Rows from a pointing dataset:
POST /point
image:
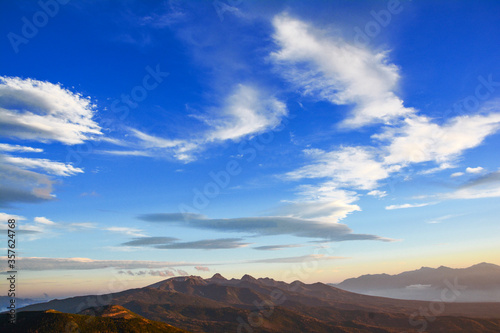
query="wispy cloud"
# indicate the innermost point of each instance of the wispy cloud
(202, 269)
(354, 167)
(247, 111)
(173, 243)
(290, 260)
(163, 273)
(276, 247)
(392, 207)
(18, 148)
(44, 112)
(51, 167)
(126, 231)
(487, 186)
(45, 264)
(420, 140)
(474, 170)
(328, 68)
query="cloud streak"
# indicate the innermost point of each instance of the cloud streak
(264, 226)
(328, 68)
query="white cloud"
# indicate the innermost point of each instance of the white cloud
(474, 170)
(264, 226)
(18, 148)
(19, 185)
(329, 68)
(246, 112)
(202, 269)
(377, 193)
(126, 231)
(487, 186)
(5, 217)
(44, 220)
(391, 207)
(45, 264)
(354, 167)
(45, 112)
(456, 174)
(420, 140)
(125, 152)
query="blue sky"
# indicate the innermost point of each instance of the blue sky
(313, 141)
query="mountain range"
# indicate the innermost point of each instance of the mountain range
(266, 305)
(478, 283)
(109, 319)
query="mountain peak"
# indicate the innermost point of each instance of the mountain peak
(248, 278)
(218, 277)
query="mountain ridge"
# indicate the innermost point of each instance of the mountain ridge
(266, 305)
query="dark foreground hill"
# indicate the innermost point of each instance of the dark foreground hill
(109, 319)
(481, 283)
(265, 305)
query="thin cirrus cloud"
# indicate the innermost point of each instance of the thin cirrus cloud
(419, 140)
(45, 264)
(245, 112)
(202, 269)
(329, 68)
(43, 112)
(487, 186)
(264, 226)
(173, 243)
(326, 67)
(276, 247)
(18, 148)
(403, 206)
(298, 259)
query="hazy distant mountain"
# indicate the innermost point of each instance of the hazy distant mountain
(265, 305)
(108, 319)
(481, 283)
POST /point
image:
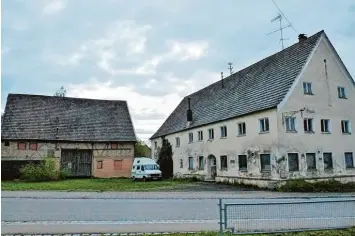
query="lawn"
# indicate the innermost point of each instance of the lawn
(348, 232)
(122, 185)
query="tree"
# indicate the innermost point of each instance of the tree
(165, 160)
(139, 149)
(61, 92)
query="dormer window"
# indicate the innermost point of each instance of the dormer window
(307, 88)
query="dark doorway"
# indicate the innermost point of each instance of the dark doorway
(77, 162)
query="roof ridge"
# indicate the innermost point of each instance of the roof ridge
(53, 96)
(251, 65)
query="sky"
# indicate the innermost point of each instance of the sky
(152, 53)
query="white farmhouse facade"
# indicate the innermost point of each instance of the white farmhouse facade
(288, 116)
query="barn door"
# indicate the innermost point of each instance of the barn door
(77, 162)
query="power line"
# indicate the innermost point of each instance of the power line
(284, 16)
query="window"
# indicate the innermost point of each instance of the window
(191, 137)
(328, 160)
(242, 159)
(307, 88)
(33, 146)
(200, 135)
(223, 131)
(177, 140)
(264, 125)
(349, 160)
(308, 125)
(290, 124)
(21, 146)
(325, 125)
(191, 163)
(265, 162)
(241, 129)
(293, 164)
(211, 134)
(117, 165)
(311, 161)
(224, 162)
(201, 163)
(341, 92)
(99, 165)
(345, 127)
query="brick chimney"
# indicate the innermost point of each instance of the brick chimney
(302, 37)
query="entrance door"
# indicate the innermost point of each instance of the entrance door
(77, 162)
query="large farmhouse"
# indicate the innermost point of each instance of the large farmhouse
(288, 116)
(86, 136)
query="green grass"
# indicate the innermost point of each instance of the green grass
(121, 185)
(347, 232)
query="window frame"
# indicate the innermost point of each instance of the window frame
(315, 161)
(191, 163)
(341, 92)
(331, 161)
(288, 119)
(323, 124)
(191, 137)
(200, 135)
(348, 127)
(298, 162)
(199, 163)
(223, 130)
(312, 125)
(242, 129)
(222, 166)
(261, 163)
(177, 141)
(210, 134)
(307, 88)
(352, 160)
(239, 162)
(100, 164)
(266, 123)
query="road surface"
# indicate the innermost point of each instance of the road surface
(60, 212)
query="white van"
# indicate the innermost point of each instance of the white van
(145, 168)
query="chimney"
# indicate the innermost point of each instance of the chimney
(222, 79)
(189, 112)
(302, 37)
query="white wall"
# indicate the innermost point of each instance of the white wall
(326, 105)
(232, 146)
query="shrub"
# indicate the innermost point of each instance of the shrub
(320, 186)
(45, 171)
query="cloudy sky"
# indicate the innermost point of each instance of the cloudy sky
(151, 53)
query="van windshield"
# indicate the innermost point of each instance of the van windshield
(151, 167)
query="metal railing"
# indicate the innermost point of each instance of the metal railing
(286, 215)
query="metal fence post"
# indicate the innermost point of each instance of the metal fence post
(220, 218)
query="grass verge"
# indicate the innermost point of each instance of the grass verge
(345, 232)
(91, 185)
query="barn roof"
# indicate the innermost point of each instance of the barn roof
(38, 117)
(258, 87)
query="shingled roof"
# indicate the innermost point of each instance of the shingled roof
(258, 87)
(37, 117)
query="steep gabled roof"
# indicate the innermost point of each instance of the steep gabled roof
(258, 87)
(37, 117)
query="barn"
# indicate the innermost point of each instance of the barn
(88, 137)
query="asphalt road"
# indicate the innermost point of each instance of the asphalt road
(51, 212)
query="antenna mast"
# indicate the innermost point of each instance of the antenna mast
(279, 18)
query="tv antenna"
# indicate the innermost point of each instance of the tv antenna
(230, 67)
(279, 18)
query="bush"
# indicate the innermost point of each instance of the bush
(320, 186)
(45, 171)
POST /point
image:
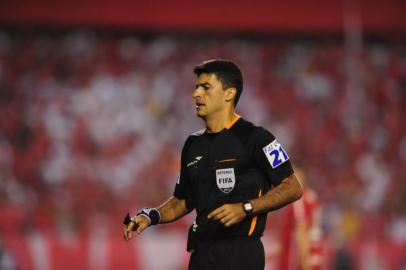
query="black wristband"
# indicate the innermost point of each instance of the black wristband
(152, 214)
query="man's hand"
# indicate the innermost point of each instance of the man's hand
(228, 214)
(140, 222)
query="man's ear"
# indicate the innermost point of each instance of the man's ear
(230, 93)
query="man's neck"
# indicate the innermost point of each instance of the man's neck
(217, 123)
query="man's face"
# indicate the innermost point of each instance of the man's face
(209, 95)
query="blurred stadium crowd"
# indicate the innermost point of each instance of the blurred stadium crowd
(91, 125)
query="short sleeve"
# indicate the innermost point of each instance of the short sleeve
(183, 188)
(271, 157)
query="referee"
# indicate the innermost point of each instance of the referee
(232, 174)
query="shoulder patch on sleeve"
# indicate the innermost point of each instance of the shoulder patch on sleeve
(275, 154)
(198, 133)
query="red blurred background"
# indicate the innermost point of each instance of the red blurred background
(95, 103)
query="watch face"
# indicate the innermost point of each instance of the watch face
(248, 206)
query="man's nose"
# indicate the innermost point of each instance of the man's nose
(197, 93)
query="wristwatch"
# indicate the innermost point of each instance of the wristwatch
(247, 207)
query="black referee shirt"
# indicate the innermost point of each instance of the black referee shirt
(239, 163)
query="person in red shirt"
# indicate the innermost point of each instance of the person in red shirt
(300, 242)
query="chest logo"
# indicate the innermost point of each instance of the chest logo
(275, 154)
(225, 179)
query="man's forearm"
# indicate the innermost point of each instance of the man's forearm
(286, 192)
(172, 210)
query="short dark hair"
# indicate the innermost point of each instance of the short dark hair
(226, 71)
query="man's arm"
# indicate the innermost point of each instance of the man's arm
(170, 211)
(288, 191)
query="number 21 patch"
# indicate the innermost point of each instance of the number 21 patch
(275, 154)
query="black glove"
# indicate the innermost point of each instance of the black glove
(127, 220)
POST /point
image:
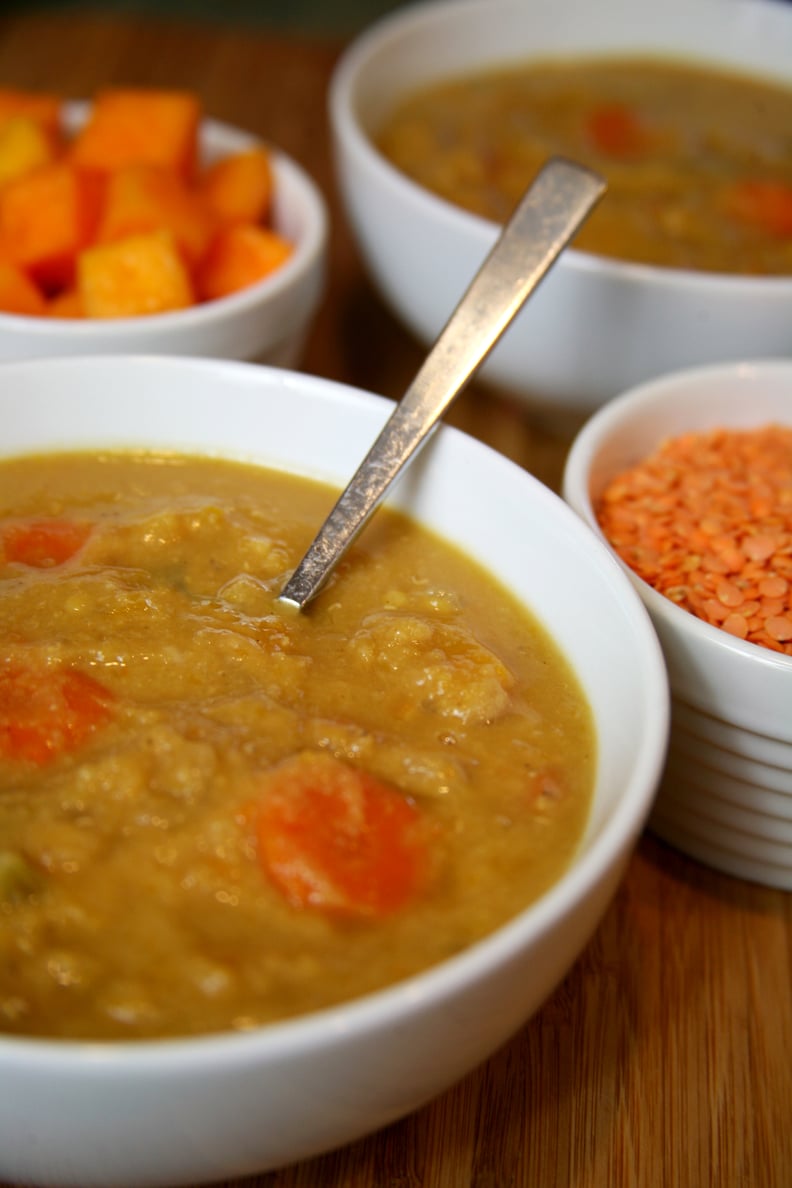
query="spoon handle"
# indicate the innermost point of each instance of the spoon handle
(546, 217)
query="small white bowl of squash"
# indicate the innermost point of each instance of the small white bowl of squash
(133, 222)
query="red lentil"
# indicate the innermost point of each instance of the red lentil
(707, 520)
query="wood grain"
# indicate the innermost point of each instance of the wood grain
(665, 1057)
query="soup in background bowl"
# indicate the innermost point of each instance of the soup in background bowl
(82, 1110)
(596, 326)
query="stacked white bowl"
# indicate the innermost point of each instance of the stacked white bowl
(726, 796)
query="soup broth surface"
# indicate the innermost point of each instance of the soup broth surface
(698, 162)
(164, 721)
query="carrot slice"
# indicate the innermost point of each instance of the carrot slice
(45, 713)
(765, 204)
(616, 131)
(43, 543)
(334, 838)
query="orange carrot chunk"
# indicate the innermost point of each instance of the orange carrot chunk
(334, 838)
(43, 543)
(616, 131)
(130, 126)
(45, 713)
(238, 189)
(766, 204)
(240, 256)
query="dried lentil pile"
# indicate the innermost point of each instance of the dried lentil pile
(707, 520)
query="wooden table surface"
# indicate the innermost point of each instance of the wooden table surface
(665, 1057)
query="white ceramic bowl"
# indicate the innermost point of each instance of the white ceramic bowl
(225, 1106)
(595, 327)
(267, 322)
(726, 796)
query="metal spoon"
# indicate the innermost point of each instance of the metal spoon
(547, 216)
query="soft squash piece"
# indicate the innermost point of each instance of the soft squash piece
(24, 145)
(46, 217)
(143, 198)
(239, 188)
(40, 106)
(67, 303)
(131, 126)
(18, 294)
(239, 257)
(140, 275)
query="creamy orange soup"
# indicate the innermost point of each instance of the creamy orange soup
(216, 811)
(698, 162)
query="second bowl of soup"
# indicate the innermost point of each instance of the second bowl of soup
(443, 113)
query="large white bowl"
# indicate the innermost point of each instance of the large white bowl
(267, 322)
(726, 796)
(202, 1110)
(595, 327)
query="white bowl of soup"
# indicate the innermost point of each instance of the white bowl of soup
(245, 918)
(442, 113)
(171, 254)
(688, 478)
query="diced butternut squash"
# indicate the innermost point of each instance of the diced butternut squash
(68, 303)
(141, 198)
(239, 257)
(140, 275)
(40, 106)
(24, 145)
(18, 294)
(140, 127)
(46, 217)
(239, 188)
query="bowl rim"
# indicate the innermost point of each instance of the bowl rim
(356, 1017)
(594, 435)
(308, 253)
(352, 133)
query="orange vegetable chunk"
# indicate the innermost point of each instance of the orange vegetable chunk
(240, 256)
(68, 303)
(334, 838)
(130, 126)
(24, 145)
(44, 107)
(141, 198)
(43, 543)
(18, 294)
(616, 131)
(766, 204)
(134, 276)
(45, 713)
(46, 217)
(238, 189)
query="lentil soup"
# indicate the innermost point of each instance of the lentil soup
(215, 811)
(698, 162)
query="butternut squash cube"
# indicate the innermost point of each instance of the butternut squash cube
(24, 145)
(140, 275)
(46, 216)
(131, 126)
(40, 106)
(141, 198)
(239, 188)
(18, 294)
(239, 257)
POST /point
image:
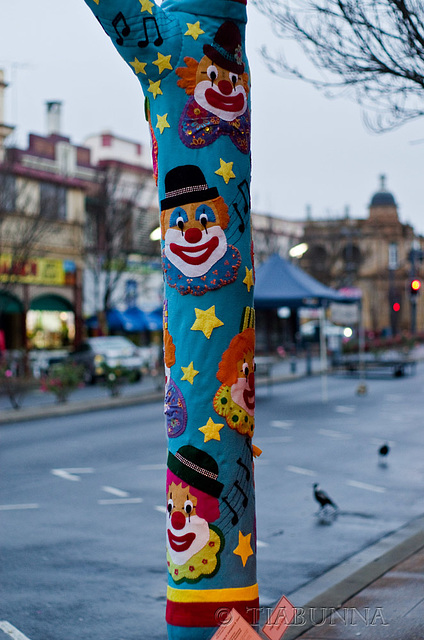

**Written task:** Return every line of the rows that contains the word "black", matching case.

**Result for this task:**
query="black wristband"
# indicate the innermost point of each instance of the black wristband
query="black referee shirt"
# indicate the innermost point of each instance of the black referee shirt
query="black glove"
# indicate the innermost point of each instance of the black glove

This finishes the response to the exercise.